Update the records from their beginning through the line containing "x=604, y=194", with both ends included, so that every "Target" becomes "Label" and everything else stays unchanged. Omit the pictures from your answer.

Pointing dataset records -
>>>>>

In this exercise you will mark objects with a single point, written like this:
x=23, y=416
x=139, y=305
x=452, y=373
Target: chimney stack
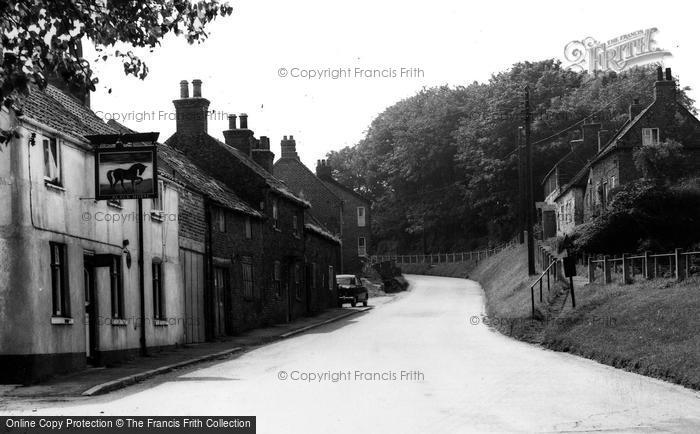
x=191, y=114
x=184, y=89
x=289, y=148
x=590, y=139
x=262, y=154
x=323, y=170
x=665, y=90
x=196, y=88
x=239, y=138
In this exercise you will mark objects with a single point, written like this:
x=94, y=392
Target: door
x=90, y=311
x=220, y=290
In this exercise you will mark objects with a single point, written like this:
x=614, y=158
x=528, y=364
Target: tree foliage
x=441, y=166
x=43, y=37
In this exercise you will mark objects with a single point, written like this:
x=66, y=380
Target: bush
x=660, y=161
x=644, y=215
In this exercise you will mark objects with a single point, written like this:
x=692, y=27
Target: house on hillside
x=69, y=281
x=561, y=212
x=244, y=164
x=590, y=190
x=345, y=213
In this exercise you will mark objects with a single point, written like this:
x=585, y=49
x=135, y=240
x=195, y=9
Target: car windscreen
x=346, y=280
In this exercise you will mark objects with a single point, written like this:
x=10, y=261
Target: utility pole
x=521, y=188
x=530, y=206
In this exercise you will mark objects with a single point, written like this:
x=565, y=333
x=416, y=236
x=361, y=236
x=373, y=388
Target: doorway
x=90, y=323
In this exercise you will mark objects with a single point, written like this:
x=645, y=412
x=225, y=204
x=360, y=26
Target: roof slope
x=314, y=225
x=195, y=177
x=275, y=184
x=46, y=107
x=287, y=167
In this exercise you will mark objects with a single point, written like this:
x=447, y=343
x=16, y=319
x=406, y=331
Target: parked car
x=351, y=290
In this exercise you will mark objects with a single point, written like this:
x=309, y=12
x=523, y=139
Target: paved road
x=460, y=378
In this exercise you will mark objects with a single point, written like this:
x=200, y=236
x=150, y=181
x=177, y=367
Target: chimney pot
x=231, y=122
x=184, y=89
x=197, y=88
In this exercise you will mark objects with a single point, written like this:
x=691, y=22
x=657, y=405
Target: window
x=275, y=213
x=362, y=246
x=247, y=268
x=116, y=287
x=297, y=281
x=361, y=221
x=314, y=273
x=650, y=136
x=52, y=161
x=158, y=296
x=248, y=228
x=277, y=278
x=219, y=216
x=59, y=280
x=157, y=203
x=604, y=194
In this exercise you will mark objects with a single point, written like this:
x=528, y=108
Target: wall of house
x=324, y=254
x=351, y=231
x=229, y=248
x=192, y=229
x=327, y=206
x=569, y=211
x=32, y=344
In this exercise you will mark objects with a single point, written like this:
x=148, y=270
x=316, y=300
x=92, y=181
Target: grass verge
x=648, y=327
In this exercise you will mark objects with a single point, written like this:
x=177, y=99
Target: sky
x=257, y=61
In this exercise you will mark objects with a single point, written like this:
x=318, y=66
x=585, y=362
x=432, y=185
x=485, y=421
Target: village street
x=457, y=377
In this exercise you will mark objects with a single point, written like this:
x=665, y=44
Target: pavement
x=96, y=381
x=415, y=365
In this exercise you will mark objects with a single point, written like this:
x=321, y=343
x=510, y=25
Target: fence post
x=647, y=265
x=625, y=270
x=606, y=270
x=679, y=270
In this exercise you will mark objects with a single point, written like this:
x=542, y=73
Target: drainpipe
x=142, y=289
x=208, y=275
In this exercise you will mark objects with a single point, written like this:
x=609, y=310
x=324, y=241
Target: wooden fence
x=678, y=265
x=444, y=258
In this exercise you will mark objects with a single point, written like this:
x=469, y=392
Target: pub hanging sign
x=125, y=172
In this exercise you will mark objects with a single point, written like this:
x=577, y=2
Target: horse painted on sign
x=132, y=174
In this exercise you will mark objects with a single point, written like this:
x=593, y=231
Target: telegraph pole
x=529, y=203
x=521, y=188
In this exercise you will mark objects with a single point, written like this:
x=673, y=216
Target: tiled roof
x=83, y=113
x=275, y=184
x=287, y=166
x=197, y=178
x=43, y=107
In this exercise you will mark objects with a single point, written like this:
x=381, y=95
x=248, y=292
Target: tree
x=43, y=37
x=661, y=161
x=442, y=164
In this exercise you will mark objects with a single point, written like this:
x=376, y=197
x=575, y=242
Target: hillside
x=649, y=327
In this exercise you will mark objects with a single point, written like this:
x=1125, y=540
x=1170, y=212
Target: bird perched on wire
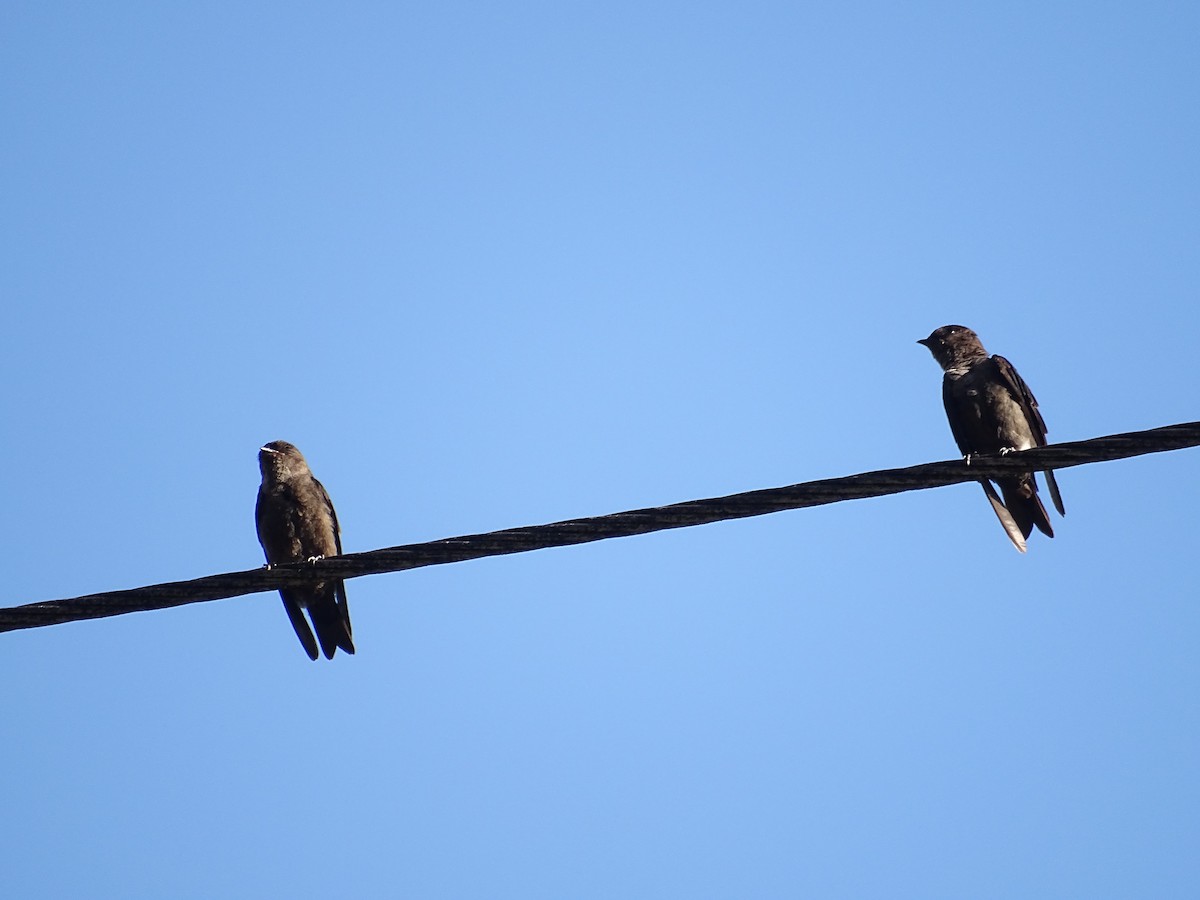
x=993, y=411
x=297, y=522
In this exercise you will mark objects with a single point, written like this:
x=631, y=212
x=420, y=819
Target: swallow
x=297, y=522
x=993, y=411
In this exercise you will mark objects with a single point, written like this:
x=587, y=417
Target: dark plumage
x=993, y=411
x=295, y=522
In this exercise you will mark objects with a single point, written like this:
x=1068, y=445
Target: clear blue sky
x=499, y=264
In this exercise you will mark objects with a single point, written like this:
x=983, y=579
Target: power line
x=617, y=525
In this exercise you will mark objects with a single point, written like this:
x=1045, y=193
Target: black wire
x=618, y=525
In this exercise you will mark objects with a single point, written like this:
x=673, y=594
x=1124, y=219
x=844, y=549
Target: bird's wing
x=333, y=514
x=952, y=414
x=1020, y=390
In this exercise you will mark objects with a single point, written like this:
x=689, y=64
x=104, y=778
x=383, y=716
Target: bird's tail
x=331, y=619
x=1023, y=502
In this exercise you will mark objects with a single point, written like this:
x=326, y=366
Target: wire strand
x=617, y=525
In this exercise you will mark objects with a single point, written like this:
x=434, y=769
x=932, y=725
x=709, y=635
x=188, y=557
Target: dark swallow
x=993, y=411
x=297, y=522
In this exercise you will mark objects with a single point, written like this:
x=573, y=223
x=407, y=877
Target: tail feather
x=331, y=619
x=299, y=623
x=1023, y=502
x=1006, y=519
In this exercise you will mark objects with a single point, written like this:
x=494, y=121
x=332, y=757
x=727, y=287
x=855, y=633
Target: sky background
x=501, y=264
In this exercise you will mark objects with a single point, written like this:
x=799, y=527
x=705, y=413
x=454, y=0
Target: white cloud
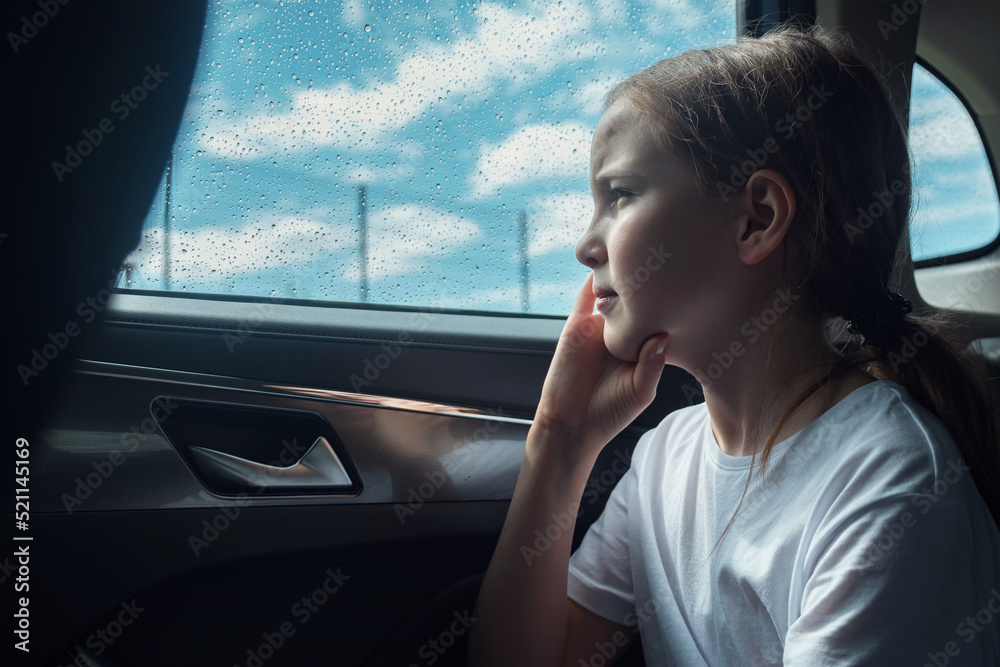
x=506, y=45
x=400, y=237
x=558, y=221
x=942, y=129
x=532, y=153
x=205, y=254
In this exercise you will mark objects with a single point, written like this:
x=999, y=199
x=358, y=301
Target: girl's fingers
x=649, y=367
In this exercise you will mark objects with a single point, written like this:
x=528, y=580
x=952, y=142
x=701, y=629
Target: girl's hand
x=589, y=396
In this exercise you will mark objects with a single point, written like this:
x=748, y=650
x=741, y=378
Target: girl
x=826, y=504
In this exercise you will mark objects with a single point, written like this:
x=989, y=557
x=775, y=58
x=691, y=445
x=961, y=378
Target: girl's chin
x=621, y=349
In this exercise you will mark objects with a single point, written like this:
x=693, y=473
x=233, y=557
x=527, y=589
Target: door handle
x=319, y=468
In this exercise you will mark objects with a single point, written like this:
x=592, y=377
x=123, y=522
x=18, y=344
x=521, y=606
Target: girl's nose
x=590, y=251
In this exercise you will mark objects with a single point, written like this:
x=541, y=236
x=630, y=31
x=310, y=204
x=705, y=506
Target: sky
x=460, y=120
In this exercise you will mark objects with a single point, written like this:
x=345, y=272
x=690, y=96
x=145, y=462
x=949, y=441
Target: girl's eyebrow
x=632, y=177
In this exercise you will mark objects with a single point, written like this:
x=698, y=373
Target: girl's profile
x=836, y=498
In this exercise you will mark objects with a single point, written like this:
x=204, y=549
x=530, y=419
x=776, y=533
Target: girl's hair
x=811, y=107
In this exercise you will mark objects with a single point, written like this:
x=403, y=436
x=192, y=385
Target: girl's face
x=664, y=255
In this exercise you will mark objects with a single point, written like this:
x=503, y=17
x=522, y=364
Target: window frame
x=982, y=251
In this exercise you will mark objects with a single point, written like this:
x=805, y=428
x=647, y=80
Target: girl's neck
x=739, y=421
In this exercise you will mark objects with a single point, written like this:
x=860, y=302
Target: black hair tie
x=877, y=319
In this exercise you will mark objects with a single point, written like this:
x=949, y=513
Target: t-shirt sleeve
x=600, y=571
x=892, y=585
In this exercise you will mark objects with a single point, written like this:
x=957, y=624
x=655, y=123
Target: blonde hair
x=811, y=106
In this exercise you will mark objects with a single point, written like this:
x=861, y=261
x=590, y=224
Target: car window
x=955, y=207
x=423, y=153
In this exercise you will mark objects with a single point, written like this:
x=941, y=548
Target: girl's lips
x=605, y=302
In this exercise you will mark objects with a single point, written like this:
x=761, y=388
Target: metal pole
x=524, y=260
x=363, y=240
x=166, y=223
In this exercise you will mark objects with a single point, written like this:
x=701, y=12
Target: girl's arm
x=524, y=616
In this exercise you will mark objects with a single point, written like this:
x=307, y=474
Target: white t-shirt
x=866, y=543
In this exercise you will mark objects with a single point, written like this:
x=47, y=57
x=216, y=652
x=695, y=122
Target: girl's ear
x=766, y=209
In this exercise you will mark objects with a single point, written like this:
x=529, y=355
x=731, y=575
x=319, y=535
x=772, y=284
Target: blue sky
x=456, y=118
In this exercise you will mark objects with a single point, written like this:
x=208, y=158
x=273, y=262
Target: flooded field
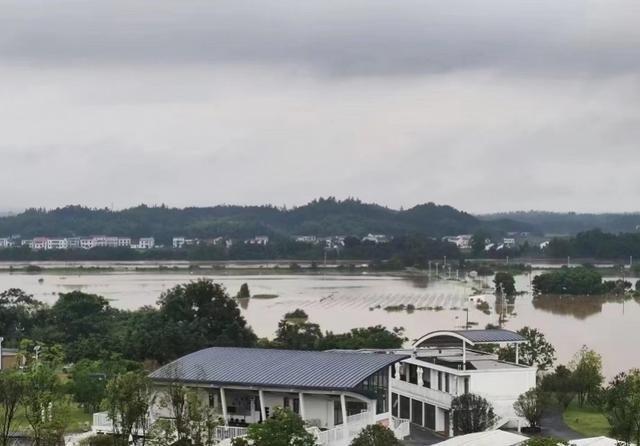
x=340, y=302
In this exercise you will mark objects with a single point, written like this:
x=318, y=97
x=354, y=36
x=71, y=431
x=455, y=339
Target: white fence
x=229, y=432
x=400, y=427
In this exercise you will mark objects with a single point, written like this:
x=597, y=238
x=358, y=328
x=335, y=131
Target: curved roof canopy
x=291, y=369
x=449, y=338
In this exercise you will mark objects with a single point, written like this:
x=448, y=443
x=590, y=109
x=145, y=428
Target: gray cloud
x=483, y=105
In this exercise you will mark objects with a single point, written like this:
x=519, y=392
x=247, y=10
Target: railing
x=229, y=432
x=439, y=398
x=401, y=428
x=341, y=436
x=102, y=423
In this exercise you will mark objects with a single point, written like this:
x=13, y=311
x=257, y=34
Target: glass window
x=395, y=405
x=426, y=378
x=429, y=416
x=416, y=412
x=405, y=407
x=413, y=374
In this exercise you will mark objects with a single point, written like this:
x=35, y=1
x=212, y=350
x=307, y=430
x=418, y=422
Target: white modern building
x=336, y=393
x=443, y=365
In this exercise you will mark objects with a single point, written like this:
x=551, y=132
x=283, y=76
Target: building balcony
x=432, y=396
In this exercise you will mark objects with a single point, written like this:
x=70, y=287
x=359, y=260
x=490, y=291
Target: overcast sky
x=485, y=105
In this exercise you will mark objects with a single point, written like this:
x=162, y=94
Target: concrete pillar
x=464, y=355
x=302, y=411
x=389, y=397
x=263, y=411
x=343, y=409
x=223, y=402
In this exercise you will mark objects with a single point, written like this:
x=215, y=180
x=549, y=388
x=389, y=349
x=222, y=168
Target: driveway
x=554, y=426
x=421, y=437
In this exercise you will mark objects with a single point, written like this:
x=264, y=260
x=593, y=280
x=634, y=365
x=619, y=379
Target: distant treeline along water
x=324, y=228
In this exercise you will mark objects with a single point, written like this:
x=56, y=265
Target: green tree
x=192, y=421
x=201, y=314
x=19, y=313
x=88, y=380
x=297, y=335
x=244, y=292
x=284, y=428
x=530, y=405
x=369, y=337
x=586, y=367
x=478, y=243
x=536, y=351
x=12, y=390
x=505, y=284
x=471, y=413
x=561, y=384
x=622, y=406
x=376, y=435
x=544, y=441
x=45, y=406
x=127, y=400
x=82, y=323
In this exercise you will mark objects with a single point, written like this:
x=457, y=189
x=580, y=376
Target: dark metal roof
x=254, y=367
x=493, y=336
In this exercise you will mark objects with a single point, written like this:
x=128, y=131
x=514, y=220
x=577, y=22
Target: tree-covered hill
x=571, y=223
x=323, y=217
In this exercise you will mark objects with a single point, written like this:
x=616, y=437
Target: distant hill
x=571, y=223
x=319, y=217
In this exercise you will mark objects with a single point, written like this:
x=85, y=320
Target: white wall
x=502, y=388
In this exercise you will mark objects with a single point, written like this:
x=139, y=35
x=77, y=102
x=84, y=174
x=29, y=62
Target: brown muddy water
x=341, y=302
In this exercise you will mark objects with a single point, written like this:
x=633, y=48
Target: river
x=339, y=302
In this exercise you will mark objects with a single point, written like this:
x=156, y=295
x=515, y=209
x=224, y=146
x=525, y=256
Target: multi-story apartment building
x=257, y=240
x=145, y=243
x=57, y=243
x=87, y=243
x=38, y=243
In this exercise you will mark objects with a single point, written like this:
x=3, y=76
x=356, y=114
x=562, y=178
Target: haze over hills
x=322, y=217
x=319, y=217
x=570, y=223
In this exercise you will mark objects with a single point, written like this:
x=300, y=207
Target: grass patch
x=79, y=420
x=587, y=420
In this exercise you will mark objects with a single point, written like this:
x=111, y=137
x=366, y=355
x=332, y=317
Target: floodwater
x=341, y=302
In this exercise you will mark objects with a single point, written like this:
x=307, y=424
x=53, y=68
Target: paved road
x=554, y=426
x=422, y=437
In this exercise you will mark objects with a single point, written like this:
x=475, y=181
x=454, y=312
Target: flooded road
x=341, y=302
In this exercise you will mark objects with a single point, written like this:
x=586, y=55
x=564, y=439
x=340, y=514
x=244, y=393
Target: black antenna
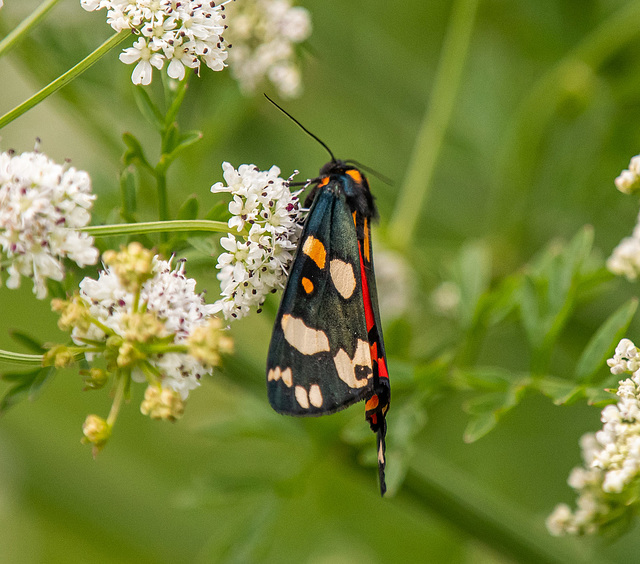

<<<<<

Correct response -
In this exercise you will mark objects with a single point, written like this:
x=23, y=416
x=139, y=305
x=452, y=373
Label: chimney stack
x=191, y=114
x=184, y=89
x=289, y=148
x=590, y=139
x=262, y=154
x=323, y=170
x=665, y=90
x=196, y=88
x=239, y=138
In this exercise you will mark objects with a single point, written like this:
x=94, y=392
Label: door
x=90, y=311
x=220, y=290
In this exercise you will mark objects with a single point, written like this:
x=614, y=158
x=528, y=364
Label: tree foliage
x=441, y=166
x=43, y=37
In this exercise you will mark objects with a single point, written like this:
x=66, y=380
Label: bush
x=660, y=161
x=644, y=215
In this exercise you will mark objects with a single point, written like this:
x=692, y=27
Label: house on hillside
x=69, y=281
x=561, y=212
x=244, y=164
x=590, y=190
x=345, y=213
In this exercise you will mark objects with a single point, written like this:
x=585, y=49
x=135, y=240
x=195, y=9
Label: car windscreen
x=346, y=280
In this exercise you will mark objects with a single point, written like this:
x=10, y=261
Label: utility pole
x=521, y=188
x=530, y=206
In this exercise you will mark objects with a single point, written like this:
x=565, y=333
x=416, y=236
x=361, y=236
x=373, y=388
Label: doorway
x=90, y=323
In this exercise you will mark objects with a single point, written like this:
x=645, y=412
x=225, y=204
x=360, y=26
Label: roof slope
x=314, y=225
x=195, y=177
x=275, y=184
x=46, y=107
x=287, y=167
In this exercise you will mark objects with a single point, written like this:
x=447, y=343
x=16, y=319
x=406, y=331
Label: parked car
x=351, y=290
In this exercise you will mark objects with a single point, written like this:
x=309, y=12
x=523, y=139
Label: paved road
x=460, y=378
In this exercise you will mark objects with a single point, written like this:
x=200, y=236
x=150, y=181
x=177, y=367
Label: chimney pot
x=231, y=122
x=184, y=89
x=197, y=88
In this exercise you will mark objects with a single point, written like this:
x=691, y=22
x=657, y=405
Label: window
x=275, y=213
x=362, y=246
x=247, y=268
x=116, y=287
x=297, y=281
x=361, y=221
x=314, y=273
x=650, y=136
x=52, y=161
x=158, y=296
x=248, y=228
x=277, y=278
x=219, y=216
x=59, y=280
x=157, y=203
x=604, y=194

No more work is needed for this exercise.